[ENTRIES SHOWN start]
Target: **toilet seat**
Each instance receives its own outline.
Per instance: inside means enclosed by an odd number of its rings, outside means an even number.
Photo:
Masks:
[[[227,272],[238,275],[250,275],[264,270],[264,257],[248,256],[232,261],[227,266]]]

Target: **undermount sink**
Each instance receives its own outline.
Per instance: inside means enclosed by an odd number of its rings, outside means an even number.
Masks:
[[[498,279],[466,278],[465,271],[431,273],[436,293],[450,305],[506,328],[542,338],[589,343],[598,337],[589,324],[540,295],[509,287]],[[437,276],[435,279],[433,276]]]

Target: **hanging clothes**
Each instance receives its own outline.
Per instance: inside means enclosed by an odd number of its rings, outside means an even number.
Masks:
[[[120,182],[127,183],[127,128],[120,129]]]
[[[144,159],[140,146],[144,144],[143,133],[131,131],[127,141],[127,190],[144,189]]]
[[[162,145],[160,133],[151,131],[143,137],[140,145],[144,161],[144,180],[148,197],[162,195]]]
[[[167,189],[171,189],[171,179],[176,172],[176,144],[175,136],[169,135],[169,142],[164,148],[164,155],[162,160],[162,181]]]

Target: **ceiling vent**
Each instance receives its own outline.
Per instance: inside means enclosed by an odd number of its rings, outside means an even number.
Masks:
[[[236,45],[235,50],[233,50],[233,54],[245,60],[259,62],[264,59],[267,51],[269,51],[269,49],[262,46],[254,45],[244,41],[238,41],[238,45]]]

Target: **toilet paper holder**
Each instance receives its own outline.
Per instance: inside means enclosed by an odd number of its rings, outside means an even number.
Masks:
[ENTRIES SHOWN end]
DIRECTIVE - Render all of the material above as a Markdown table with the columns "No." and "Material line," numbering each row and omitting blank lines.

RIGHT ANSWER -
| No. | Material line |
|---|---|
| 1 | Target: **toilet seat** |
| 2 | Each instance receives its own outline. |
| 3 | Per instance: inside means enclosed by an odd number of its rings, outside means an even number. |
| 4 | Photo: |
| 5 | Masks: |
| 6 | [[[227,272],[238,275],[250,275],[264,270],[264,257],[248,256],[232,261],[227,266]]] |
| 7 | Target: **undermount sink** |
| 8 | Each instance receives its own outline. |
| 9 | Per instance: inside means enclosed by an odd number of its rings, outside means an even number. |
| 10 | Masks: |
| 11 | [[[498,279],[466,278],[465,271],[431,273],[436,293],[450,305],[506,328],[542,338],[589,343],[598,337],[589,324],[540,295],[509,287]],[[437,276],[435,279],[433,276]]] |
| 12 | Target: **hanging clothes** |
| 13 | Each instance receives its own outline. |
| 14 | Per instance: inside means enclosed by an odd number of its rings, outside means an even number. |
| 15 | Masks: |
| 16 | [[[120,182],[127,183],[127,128],[120,129]]] |
| 17 | [[[144,159],[140,146],[144,144],[143,133],[131,131],[127,141],[127,190],[144,189]]] |
| 18 | [[[162,145],[160,133],[151,131],[143,137],[140,145],[144,161],[144,180],[148,197],[162,195]]] |
| 19 | [[[167,189],[171,189],[171,179],[176,172],[176,144],[175,136],[169,135],[169,142],[164,148],[164,155],[162,160],[162,181]]] |
| 20 | Target: **ceiling vent** |
| 21 | Each instance receives its own outline. |
| 22 | Per instance: inside means enclosed by an odd number of its rings, outside means an even number. |
| 23 | Masks: |
| 24 | [[[236,45],[235,50],[233,50],[233,54],[245,60],[259,62],[264,59],[267,51],[269,51],[269,49],[262,46],[254,45],[244,41],[238,41],[238,45]]] |
| 25 | Target: **toilet paper holder** |
| 26 | Each instance receives its own outline. |
| 27 | Per instance: inside means enclosed by an odd number of its rings, outside means an even number. |
| 28 | Masks: |